* _To do_:
Swap "agronomist" for "farm manager" in the lines between the one holding "for woman's blonde" and the one holding "[0,244,159,260]", inclusive. Return only those lines, otherwise unchanged.

Records of labeled boxes
----
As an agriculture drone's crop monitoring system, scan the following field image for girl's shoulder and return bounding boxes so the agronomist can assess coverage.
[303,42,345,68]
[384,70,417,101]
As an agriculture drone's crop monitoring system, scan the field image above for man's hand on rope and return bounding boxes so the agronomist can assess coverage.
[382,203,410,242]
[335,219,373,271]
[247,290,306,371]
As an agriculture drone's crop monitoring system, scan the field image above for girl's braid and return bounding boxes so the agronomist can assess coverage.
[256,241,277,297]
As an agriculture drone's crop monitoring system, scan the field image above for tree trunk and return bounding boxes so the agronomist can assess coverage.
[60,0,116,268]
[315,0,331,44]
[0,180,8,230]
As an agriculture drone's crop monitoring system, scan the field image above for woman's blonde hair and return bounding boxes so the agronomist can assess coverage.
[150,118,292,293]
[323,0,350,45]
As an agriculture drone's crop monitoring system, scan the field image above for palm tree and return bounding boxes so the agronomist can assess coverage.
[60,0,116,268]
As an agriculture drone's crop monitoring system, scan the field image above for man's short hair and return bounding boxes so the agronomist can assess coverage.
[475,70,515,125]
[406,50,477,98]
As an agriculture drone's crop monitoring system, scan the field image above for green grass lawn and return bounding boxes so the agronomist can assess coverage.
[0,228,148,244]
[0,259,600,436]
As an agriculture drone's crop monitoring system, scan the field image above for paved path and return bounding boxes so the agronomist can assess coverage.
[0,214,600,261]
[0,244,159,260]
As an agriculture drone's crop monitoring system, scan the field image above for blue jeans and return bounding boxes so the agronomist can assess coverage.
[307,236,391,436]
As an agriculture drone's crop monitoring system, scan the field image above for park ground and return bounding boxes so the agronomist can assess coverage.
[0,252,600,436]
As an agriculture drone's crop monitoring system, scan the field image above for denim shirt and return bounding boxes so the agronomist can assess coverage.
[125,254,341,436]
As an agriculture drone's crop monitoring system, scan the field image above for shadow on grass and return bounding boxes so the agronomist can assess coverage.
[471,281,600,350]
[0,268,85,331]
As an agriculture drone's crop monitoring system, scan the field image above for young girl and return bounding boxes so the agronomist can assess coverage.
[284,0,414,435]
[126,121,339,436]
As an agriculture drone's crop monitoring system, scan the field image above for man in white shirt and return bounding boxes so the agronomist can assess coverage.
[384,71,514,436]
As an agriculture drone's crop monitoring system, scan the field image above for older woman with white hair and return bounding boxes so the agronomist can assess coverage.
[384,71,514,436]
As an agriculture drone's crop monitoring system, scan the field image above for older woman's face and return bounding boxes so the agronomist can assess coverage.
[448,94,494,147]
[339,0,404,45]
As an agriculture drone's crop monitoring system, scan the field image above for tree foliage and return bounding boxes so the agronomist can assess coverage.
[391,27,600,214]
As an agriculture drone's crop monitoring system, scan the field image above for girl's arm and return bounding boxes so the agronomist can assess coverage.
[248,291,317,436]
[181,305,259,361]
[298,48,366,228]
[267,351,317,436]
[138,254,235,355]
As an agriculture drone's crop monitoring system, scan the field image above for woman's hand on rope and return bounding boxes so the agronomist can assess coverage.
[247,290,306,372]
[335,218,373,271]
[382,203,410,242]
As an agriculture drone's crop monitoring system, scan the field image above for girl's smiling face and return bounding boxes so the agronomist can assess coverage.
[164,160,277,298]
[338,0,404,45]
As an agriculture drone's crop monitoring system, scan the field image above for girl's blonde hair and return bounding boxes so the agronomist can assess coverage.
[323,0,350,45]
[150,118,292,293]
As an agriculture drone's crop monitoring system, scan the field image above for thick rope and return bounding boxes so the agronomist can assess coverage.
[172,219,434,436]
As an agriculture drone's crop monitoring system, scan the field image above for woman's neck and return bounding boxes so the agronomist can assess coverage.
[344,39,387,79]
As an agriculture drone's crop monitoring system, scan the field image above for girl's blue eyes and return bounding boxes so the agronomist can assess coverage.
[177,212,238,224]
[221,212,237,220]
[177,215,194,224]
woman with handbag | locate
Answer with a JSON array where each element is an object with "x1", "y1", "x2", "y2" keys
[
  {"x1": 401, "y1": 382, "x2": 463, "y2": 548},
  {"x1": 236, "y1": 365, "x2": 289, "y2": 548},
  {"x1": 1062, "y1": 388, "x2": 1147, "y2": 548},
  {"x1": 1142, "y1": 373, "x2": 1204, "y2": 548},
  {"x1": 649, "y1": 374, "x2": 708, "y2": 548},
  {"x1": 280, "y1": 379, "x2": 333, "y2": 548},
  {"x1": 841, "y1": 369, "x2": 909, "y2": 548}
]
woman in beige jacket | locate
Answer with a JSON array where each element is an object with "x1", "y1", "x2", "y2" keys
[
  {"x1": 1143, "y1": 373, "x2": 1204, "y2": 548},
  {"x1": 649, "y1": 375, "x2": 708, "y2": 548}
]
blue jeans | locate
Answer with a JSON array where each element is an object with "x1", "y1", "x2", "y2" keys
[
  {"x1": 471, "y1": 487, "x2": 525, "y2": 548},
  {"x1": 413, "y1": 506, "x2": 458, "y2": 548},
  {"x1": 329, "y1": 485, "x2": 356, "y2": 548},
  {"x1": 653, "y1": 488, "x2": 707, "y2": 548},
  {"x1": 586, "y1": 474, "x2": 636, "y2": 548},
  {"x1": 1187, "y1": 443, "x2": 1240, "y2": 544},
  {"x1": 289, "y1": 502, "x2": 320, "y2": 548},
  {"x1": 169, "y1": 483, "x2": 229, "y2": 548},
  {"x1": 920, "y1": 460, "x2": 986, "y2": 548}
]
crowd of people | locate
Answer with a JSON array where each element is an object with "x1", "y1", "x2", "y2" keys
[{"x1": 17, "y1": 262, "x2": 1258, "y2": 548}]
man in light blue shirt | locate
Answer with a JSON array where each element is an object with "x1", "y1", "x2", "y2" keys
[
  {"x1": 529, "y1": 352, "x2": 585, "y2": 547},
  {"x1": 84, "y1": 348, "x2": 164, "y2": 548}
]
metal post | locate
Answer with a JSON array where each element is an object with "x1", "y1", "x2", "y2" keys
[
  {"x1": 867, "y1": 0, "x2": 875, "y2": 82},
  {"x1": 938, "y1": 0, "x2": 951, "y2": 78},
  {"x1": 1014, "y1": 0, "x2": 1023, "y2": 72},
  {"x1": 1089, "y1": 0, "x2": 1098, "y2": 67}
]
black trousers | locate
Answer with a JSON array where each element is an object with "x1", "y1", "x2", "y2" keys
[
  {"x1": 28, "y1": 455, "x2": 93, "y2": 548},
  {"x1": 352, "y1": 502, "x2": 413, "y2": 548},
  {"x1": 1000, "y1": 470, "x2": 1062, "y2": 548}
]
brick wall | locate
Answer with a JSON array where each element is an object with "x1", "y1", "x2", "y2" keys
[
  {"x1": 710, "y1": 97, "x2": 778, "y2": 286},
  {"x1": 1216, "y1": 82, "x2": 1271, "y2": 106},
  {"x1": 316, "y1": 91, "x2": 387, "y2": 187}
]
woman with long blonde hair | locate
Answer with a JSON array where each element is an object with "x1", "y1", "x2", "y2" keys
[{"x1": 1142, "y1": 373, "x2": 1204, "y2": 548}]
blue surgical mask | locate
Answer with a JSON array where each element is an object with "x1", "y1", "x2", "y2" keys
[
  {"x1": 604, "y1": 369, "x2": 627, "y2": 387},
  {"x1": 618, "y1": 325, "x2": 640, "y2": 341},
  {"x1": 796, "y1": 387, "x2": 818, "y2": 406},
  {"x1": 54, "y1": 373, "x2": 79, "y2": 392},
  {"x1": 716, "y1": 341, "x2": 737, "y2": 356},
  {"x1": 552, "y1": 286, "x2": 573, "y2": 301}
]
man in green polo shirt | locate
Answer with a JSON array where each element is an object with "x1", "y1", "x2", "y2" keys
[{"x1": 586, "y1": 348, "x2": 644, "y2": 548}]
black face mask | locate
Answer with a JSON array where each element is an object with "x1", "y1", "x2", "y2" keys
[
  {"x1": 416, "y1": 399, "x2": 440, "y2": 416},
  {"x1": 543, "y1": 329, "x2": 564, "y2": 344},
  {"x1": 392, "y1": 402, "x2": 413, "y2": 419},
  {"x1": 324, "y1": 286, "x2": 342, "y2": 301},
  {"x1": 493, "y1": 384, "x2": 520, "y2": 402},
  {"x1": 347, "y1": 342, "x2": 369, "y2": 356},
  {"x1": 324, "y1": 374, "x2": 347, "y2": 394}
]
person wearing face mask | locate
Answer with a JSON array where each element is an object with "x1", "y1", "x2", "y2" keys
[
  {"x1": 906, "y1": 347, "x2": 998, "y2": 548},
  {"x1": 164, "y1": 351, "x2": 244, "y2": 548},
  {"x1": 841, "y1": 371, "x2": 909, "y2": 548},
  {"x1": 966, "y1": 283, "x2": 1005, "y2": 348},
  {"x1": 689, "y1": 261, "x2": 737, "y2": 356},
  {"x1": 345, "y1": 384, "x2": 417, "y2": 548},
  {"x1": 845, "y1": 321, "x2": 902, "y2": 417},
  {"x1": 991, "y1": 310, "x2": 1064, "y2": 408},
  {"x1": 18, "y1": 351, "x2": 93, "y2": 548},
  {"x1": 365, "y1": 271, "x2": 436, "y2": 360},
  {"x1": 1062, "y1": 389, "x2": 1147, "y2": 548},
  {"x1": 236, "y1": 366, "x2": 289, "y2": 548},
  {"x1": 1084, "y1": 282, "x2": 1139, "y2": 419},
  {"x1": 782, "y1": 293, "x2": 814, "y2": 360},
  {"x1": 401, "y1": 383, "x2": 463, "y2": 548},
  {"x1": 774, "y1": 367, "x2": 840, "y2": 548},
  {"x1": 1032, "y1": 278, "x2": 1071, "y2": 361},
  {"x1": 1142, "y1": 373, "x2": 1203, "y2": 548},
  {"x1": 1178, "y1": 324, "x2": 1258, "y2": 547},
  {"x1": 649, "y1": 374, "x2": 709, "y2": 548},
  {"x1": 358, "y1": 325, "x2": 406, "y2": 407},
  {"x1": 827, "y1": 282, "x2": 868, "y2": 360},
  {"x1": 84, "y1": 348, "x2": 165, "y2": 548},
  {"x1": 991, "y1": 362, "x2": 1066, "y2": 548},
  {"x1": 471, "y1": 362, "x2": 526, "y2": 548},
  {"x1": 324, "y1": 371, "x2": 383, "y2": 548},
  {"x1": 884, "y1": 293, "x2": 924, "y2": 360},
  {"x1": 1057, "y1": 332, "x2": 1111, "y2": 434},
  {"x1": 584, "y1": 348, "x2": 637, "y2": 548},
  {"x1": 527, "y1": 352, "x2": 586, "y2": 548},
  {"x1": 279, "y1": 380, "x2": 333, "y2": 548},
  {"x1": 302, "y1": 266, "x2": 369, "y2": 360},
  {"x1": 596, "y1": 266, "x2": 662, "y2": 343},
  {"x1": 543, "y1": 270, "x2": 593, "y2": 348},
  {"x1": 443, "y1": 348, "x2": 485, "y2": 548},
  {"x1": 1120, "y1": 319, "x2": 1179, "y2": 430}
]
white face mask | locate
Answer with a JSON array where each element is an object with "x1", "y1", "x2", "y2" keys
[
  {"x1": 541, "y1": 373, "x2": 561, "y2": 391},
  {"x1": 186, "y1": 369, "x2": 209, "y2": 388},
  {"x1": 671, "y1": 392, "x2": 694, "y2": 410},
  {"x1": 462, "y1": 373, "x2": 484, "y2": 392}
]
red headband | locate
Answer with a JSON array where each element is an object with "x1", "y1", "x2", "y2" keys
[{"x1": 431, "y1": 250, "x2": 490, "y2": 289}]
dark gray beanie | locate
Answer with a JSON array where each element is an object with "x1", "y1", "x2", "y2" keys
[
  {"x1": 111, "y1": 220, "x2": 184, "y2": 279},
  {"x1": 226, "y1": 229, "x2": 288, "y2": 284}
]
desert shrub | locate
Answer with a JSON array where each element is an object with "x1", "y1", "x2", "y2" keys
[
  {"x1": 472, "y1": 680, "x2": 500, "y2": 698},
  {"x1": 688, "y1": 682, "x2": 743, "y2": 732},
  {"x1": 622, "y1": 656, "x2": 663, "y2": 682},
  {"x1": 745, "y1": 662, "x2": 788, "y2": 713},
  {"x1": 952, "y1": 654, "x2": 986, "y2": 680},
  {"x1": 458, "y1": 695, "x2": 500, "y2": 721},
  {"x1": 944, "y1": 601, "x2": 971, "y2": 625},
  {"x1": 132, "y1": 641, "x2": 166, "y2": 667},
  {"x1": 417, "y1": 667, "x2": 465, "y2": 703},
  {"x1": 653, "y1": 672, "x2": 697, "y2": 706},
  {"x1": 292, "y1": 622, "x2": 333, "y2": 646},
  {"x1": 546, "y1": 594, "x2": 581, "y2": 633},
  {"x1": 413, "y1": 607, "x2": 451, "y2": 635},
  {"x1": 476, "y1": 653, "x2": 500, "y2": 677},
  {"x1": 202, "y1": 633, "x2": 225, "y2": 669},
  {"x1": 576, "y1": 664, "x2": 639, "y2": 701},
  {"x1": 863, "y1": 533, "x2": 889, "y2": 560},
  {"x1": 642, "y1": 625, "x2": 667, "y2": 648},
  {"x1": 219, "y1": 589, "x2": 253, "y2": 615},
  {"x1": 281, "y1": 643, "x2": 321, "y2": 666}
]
----
* _Answer to the task_:
As an agriculture drone's crop monitoring system, scan the field image above for woman's blonde hair and return bounding boxes so the farm manager can assess coverage.
[150,118,292,293]
[323,0,350,45]
As an agriculture drone's crop monitoring system, scan the field image above for palm tree and return bounding boxes so the farm manager can assess coverage.
[60,0,116,268]
As an agriculture drone's crop monitoring system, scan the field image above for man's short hair and return bounding boxes so the farm manager can assess coverage.
[475,70,515,125]
[406,50,477,98]
As an agriculture drone's crop monitoring system, scan the field image above for green grass lawn and return bounding boxes so the farm manager can assess coverage.
[0,228,148,244]
[0,259,600,436]
As an agriculture drone's crop monitoring system, scan the field image above for paved path and return bounding boxes so the farm manager can assess coverage.
[0,214,600,261]
[0,244,159,260]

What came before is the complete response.